Problem description: Reproduce without any pictures the lines from the one that contains "Target: ribbed sweater cuff" through the end of the records, exactly as written.

———

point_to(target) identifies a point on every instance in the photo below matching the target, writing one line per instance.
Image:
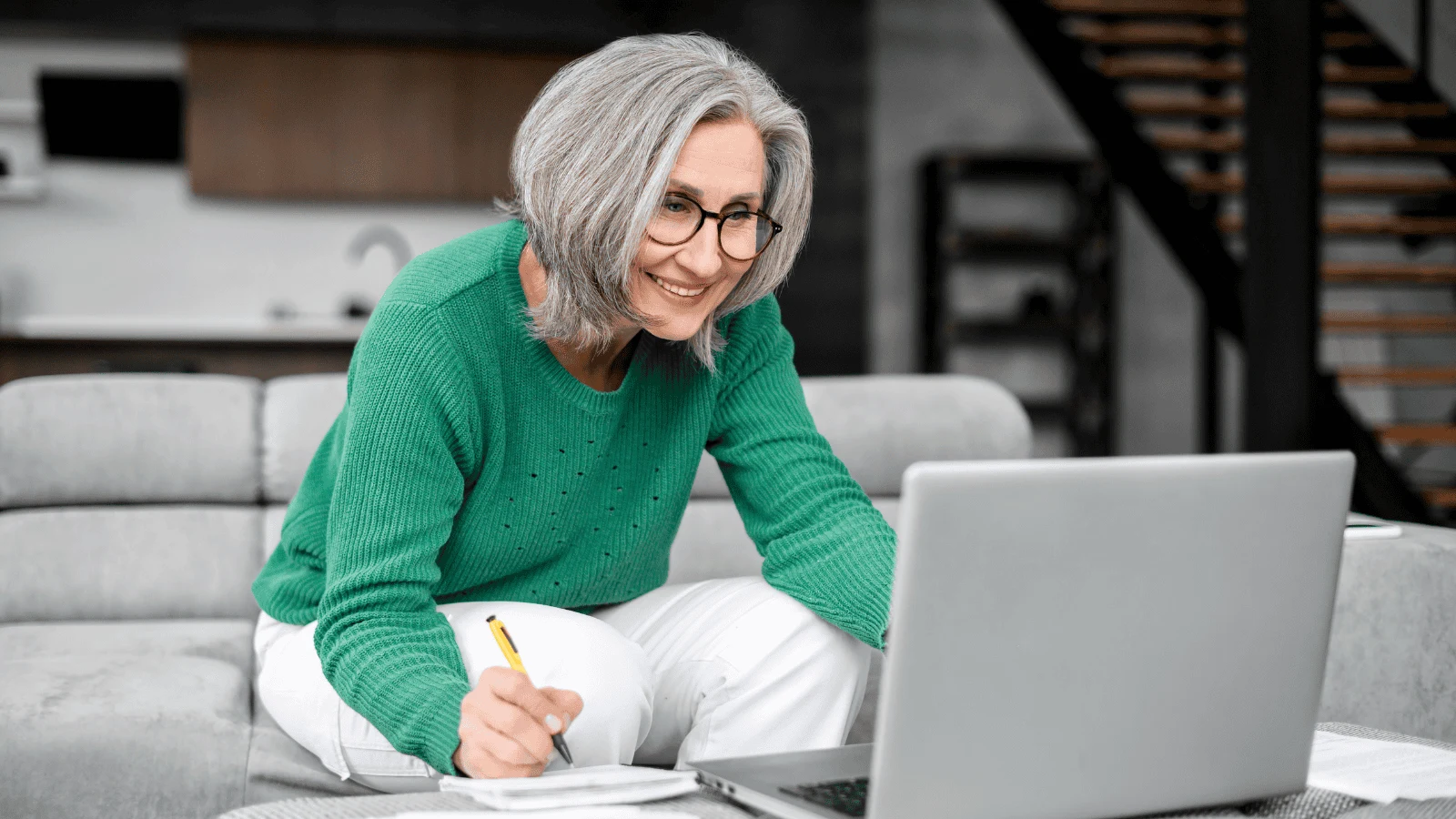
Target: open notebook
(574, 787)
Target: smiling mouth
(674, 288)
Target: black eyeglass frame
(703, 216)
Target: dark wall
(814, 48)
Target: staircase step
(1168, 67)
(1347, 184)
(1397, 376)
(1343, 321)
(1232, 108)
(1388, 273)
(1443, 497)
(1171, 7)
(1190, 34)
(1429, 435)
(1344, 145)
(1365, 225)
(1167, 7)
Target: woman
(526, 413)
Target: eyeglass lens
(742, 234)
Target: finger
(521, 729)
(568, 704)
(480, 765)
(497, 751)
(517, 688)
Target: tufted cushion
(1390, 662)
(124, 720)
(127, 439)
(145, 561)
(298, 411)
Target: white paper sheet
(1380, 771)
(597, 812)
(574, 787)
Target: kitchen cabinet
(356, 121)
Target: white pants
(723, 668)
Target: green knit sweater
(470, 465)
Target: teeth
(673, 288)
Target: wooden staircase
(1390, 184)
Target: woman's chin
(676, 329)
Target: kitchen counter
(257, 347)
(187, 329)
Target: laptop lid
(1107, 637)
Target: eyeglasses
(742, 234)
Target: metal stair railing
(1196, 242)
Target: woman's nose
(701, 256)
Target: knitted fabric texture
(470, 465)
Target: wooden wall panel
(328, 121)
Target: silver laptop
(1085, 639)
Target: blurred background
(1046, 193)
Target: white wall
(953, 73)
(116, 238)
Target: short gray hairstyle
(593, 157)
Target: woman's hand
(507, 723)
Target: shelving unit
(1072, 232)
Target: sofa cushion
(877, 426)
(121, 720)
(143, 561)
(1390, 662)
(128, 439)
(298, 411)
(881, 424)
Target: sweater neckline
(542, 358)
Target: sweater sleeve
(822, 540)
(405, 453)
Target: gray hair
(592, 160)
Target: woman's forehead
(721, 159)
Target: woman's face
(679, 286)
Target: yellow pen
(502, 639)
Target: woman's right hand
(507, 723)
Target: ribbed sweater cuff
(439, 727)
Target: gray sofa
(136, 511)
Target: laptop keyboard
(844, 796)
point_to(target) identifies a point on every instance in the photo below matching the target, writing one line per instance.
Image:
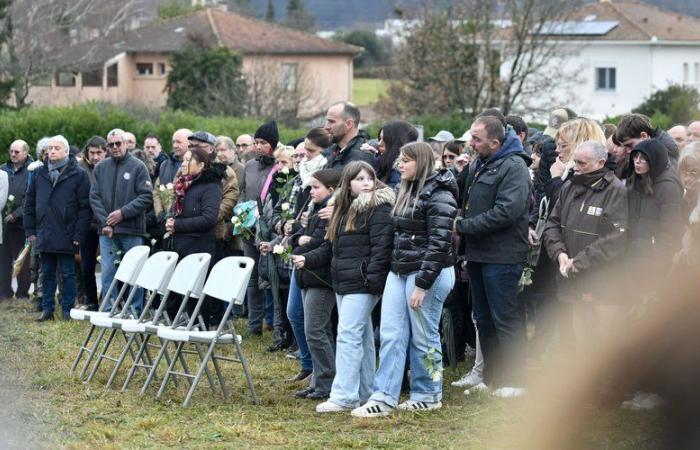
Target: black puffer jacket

———

Output for this task:
Target: ribbed sweater cuff
(439, 727)
Target: gray sofa
(136, 511)
Target: laptop keyboard
(844, 796)
point_to(target) identifies a point on every instance in the photo below matching the target, writing one line per instance.
Image:
Target: black puffer jacket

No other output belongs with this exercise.